*** Information shown
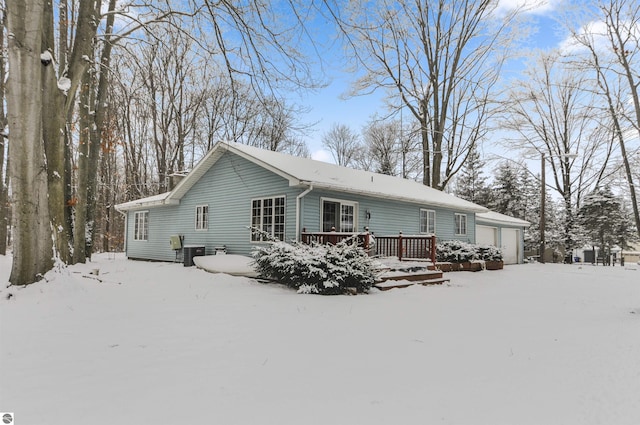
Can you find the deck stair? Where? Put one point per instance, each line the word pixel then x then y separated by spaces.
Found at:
pixel 409 276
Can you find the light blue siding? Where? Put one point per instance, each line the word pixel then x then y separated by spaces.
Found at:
pixel 228 188
pixel 387 217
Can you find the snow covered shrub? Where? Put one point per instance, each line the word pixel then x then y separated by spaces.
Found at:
pixel 488 253
pixel 316 269
pixel 462 252
pixel 455 251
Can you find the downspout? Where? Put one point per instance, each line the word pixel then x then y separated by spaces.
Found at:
pixel 298 218
pixel 126 230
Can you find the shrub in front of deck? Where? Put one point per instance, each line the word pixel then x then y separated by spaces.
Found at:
pixel 455 251
pixel 488 253
pixel 316 269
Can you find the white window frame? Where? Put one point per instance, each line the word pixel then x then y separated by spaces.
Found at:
pixel 430 221
pixel 341 202
pixel 202 217
pixel 459 219
pixel 273 223
pixel 141 226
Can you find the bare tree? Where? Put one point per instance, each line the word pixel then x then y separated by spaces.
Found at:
pixel 382 144
pixel 442 59
pixel 32 250
pixel 343 143
pixel 555 117
pixel 4 193
pixel 613 54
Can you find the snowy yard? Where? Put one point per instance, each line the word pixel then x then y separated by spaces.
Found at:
pixel 158 343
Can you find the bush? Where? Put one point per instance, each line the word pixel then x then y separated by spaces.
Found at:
pixel 316 269
pixel 455 251
pixel 488 253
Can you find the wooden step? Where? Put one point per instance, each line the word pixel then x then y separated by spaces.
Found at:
pixel 391 283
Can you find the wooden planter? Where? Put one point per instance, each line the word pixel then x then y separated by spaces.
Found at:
pixel 494 265
pixel 470 267
pixel 455 267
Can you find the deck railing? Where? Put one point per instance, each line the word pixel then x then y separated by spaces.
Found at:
pixel 333 238
pixel 420 247
pixel 406 247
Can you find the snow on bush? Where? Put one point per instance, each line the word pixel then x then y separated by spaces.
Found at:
pixel 316 269
pixel 455 251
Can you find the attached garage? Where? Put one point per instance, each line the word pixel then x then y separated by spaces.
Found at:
pixel 510 245
pixel 486 235
pixel 504 232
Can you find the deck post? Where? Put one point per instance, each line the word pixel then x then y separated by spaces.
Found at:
pixel 366 239
pixel 433 249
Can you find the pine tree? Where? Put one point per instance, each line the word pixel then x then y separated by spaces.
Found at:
pixel 530 189
pixel 472 184
pixel 507 192
pixel 605 222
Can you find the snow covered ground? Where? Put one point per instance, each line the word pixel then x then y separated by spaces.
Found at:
pixel 158 343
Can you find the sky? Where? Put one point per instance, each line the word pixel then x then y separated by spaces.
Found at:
pixel 328 106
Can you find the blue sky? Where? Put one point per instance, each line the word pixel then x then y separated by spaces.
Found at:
pixel 328 107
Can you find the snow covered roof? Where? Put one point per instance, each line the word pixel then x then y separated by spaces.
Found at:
pixel 142 203
pixel 493 217
pixel 306 172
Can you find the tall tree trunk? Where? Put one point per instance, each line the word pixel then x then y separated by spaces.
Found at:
pixel 53 123
pixel 4 222
pixel 84 141
pixel 99 112
pixel 33 251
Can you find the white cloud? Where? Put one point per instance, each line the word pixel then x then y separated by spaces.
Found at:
pixel 537 7
pixel 322 155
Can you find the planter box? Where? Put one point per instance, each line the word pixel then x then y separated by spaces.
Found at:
pixel 470 267
pixel 455 267
pixel 494 265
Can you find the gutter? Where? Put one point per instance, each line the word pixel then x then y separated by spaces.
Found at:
pixel 298 202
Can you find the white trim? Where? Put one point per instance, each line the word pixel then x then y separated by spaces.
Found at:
pixel 341 202
pixel 205 221
pixel 284 215
pixel 427 210
pixel 299 211
pixel 455 224
pixel 146 226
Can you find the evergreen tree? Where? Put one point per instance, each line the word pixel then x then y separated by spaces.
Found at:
pixel 471 183
pixel 530 189
pixel 507 192
pixel 604 221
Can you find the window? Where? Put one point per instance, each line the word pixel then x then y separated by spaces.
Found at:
pixel 141 226
pixel 461 224
pixel 202 217
pixel 428 222
pixel 339 215
pixel 267 214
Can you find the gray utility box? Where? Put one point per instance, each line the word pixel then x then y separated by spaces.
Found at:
pixel 191 251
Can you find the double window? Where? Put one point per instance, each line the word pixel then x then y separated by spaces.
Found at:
pixel 340 216
pixel 428 222
pixel 461 224
pixel 202 217
pixel 267 214
pixel 141 226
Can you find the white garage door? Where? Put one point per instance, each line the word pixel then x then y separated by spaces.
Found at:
pixel 486 235
pixel 510 245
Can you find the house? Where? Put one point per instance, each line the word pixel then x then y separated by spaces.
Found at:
pixel 236 186
pixel 503 231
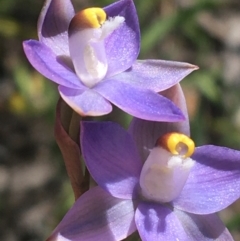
******
Work to be completed =
Can you copy the lines of the recorded data, from the line containing "Can you find the gray" through the last line, both included and unchanged? Leave the pictures out.

Finished task =
Can you find the gray utility box? Where? Put one point per instance, each line the word pixel then x then y separated by spaces.
Found at:
pixel 191 251
Can you find the double window? Where? Put one point per instance, each line the word pixel then x then y separated by spaces.
Found at:
pixel 340 216
pixel 428 222
pixel 461 224
pixel 202 217
pixel 267 214
pixel 141 226
Can you find the white garage door? Where? Put one point per instance, each line the word pixel then x then y separated by spaces.
Found at:
pixel 486 235
pixel 510 245
Can you find the house? Where? Put one point per instance, each line the word pixel then x then y separated by spaces.
Found at:
pixel 236 186
pixel 503 231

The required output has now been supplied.